_Prompt 1_
Please shift every coordinate in the answers up by 100, and repeat all other lines unchanged, for the entries between the line holding "Exercise. Identify every instance of the dark" and the end of the entries, inclusive.

_Text block_
* Start *

How Examining Centuries-Old Copies of Religious Texts Situates Us within the Vast Expanse of Time and Human Experience


Last fall, on a random October afternoon, I found myself sitting in UW–Madison Special Collections with two ancient artifacts in front of me: a beautifully preserved manuscript with flowing calligraphy and a deteriorating book with worm-eaten pages. The dichotomy between these two objects was opposed by a simple fact: they were the exact same text, down to the individual letter and diacritic. The moment that I noticed this, I was suddenly taken back to a term I had accidentally stumbled upon months ago: sonder.


A term created by John Koenig in 2012 with his The Dictionary of Obscure Sorrows, sonder is “the realization that each random passerby is living a life as vivid and complex as your own,” derived from German for “special” and French for “to dive down.” Imagine walking down the street on your way to work or school and seeing someone with a coffee stain on their white shirt, a wrinkled collar, or bags under their eyes. Sonder is the moment you understand there was a complex chain of events that led to their unfortunate appearance that morning. Sonder is the moment you grasp that this individual had a whole life’s worth of complex interactions—happiness and sadness, joy and sorrow—that placed them in this exact moment in front of you. Sonder is the moment you appreciate that their life will continue to be just as complex going forward, with or without your influence. Indeed, sonder is when you realize that every single person you pass on the street is similarly complex.


However, the definition of sonder provided by John Koenig can be misleading. The mention of a passerby implies that people must be physically present for our appreciation. But this understanding lacks the element of time: billions of people lived before you, enjoyed their complex lives, and passed away centuries before you were conceived. A more accurate interpretation of sonder should take this into account.


This profound feeling of sonder, transcending time and circumstance, is what I felt looking at the two opposing copies of the Qur’an in the special collections archive at UW–Madison.

The cracked and decaying cover of a small Qur’an dating in the late 1400s. The cover is decorated with images of orange flowers and vines, utilizing earthy colors and tones
The cover of a Qur'an dating back to the late 1400s.

* End *

_Records for this exercise_

* Start *

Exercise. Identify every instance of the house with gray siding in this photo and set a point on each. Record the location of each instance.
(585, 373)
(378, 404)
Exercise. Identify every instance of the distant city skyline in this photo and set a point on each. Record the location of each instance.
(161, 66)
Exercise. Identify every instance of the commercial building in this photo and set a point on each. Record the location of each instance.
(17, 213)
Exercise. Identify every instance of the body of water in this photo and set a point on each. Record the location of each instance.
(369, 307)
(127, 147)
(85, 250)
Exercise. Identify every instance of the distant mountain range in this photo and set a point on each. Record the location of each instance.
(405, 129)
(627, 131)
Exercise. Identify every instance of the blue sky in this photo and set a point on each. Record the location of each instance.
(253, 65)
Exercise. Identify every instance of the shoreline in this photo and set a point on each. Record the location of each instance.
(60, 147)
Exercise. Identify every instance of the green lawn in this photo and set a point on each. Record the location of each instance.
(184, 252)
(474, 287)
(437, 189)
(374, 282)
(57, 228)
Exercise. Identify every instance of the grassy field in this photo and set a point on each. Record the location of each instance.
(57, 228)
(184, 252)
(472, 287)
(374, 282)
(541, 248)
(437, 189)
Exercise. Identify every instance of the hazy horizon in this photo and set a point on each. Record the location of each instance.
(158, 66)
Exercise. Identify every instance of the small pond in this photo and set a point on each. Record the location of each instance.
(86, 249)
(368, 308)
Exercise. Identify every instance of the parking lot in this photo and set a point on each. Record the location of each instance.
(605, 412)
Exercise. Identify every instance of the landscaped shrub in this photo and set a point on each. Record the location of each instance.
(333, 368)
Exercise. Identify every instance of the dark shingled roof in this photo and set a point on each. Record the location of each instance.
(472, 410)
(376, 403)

* End *

_Prompt 2_
Summarize the text on sonder and the two Qur'an copies in two sentences.

_Result 1_
Exercise. Identify every instance of the dark shingled roof in this photo and set a point on each. Record the location of each instance.
(572, 510)
(476, 503)

_Result 2_
While sitting in UW–Madison Special Collections with a beautifully preserved manuscript and a worm-eaten book that held the exact same text, the writer recalled the term sonder, coined by John Koenig in 2012 for the realization that each random passerby is living a life as vivid and complex as one's own. The writer holds that Koenig's definition lacks the element of time, since billions of people lived before us, and says this time-transcending sense of sonder is what came from looking at the two copies of the Qur'an.